--- Your instructions ---
Rewrite the items below, replacing every occurrence of "locator" with "detector" and leaving everything else unchanged.

--- Available data ---
○ ○ ○ ○ ○
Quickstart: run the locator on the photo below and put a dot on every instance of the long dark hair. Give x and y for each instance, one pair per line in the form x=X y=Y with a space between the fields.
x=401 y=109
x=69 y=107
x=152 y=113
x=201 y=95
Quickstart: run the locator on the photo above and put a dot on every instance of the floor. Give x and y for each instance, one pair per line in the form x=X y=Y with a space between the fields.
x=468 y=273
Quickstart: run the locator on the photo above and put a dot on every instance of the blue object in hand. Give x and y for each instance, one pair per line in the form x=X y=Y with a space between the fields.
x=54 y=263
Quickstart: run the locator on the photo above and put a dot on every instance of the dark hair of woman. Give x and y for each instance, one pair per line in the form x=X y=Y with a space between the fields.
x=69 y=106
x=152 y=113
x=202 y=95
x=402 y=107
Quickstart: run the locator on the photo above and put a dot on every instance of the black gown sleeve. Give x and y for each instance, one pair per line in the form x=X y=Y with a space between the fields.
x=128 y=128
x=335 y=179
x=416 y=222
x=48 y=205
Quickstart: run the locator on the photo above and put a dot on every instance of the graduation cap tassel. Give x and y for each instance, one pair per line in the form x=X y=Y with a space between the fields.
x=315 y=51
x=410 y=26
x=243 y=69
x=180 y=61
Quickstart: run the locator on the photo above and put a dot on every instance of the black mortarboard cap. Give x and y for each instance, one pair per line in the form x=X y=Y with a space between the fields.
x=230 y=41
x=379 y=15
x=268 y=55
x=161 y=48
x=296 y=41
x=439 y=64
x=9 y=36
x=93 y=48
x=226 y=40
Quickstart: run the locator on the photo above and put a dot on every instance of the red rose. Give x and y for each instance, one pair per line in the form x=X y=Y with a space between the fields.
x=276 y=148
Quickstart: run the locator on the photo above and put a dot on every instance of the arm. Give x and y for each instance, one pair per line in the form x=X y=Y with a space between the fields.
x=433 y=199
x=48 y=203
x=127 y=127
○ ○ ○ ○ ○
--- Written answer ---
Quickstart: run the detector on the photo below and put a dot on every instance of the long dark hair. Give x and y for each instance, one pair per line in the form x=X y=Y with a space between the fields.
x=401 y=109
x=69 y=107
x=152 y=113
x=201 y=95
Quickstart: run the detector on the photo above and put a dot on every instance of the floor. Give x and y for each instance, one pair per line in the form x=X y=Y with a space between the fields.
x=468 y=273
Quickstart: run the detector on the photo above and put a dot on every instance of the blue object in hand. Give x and y for each instance, one pair per line in the form x=X y=Y with a space between the fields.
x=54 y=263
Quickstart: run the detector on the photo above and put a dot on every instance of the dark hair of woman. Give x and y for each instance, one pair per line in the form x=X y=Y with a space between the fields.
x=69 y=106
x=152 y=113
x=202 y=95
x=402 y=107
Quickstart: run the detector on the photo above and put a dot on every instance of the black gown sleeve. Give x and y for each instance, one pair per line in the form x=X y=Y with a space between the fields.
x=128 y=128
x=335 y=179
x=416 y=222
x=48 y=205
Quickstart: run the detector on the photo above and put a dot on every instance of the graduation cap tassel. Give x and y for each instance, one pair per line in the form x=X y=Y with a space between the fields.
x=315 y=51
x=410 y=26
x=243 y=69
x=180 y=61
Quickstart: run the detector on the photo above and put a dot on every instance of the black mortarboard cap. Give x and y for each instance, one pair per line in the form x=X y=Y with a space between the fields.
x=230 y=41
x=379 y=15
x=268 y=55
x=161 y=48
x=296 y=41
x=439 y=64
x=9 y=36
x=93 y=48
x=226 y=40
Quickstart: run the detector on the photo above and put a dot on every instance of the red rose. Give x and y for each instance, one pair per line in the form x=X y=Y with a space between the fields.
x=276 y=148
Quickstart: run the detector on the photo above and put a dot on every instance of the arm. Give x and y for each instance, one pair per line in the form x=X y=Y with a space between the fields.
x=433 y=199
x=48 y=203
x=127 y=127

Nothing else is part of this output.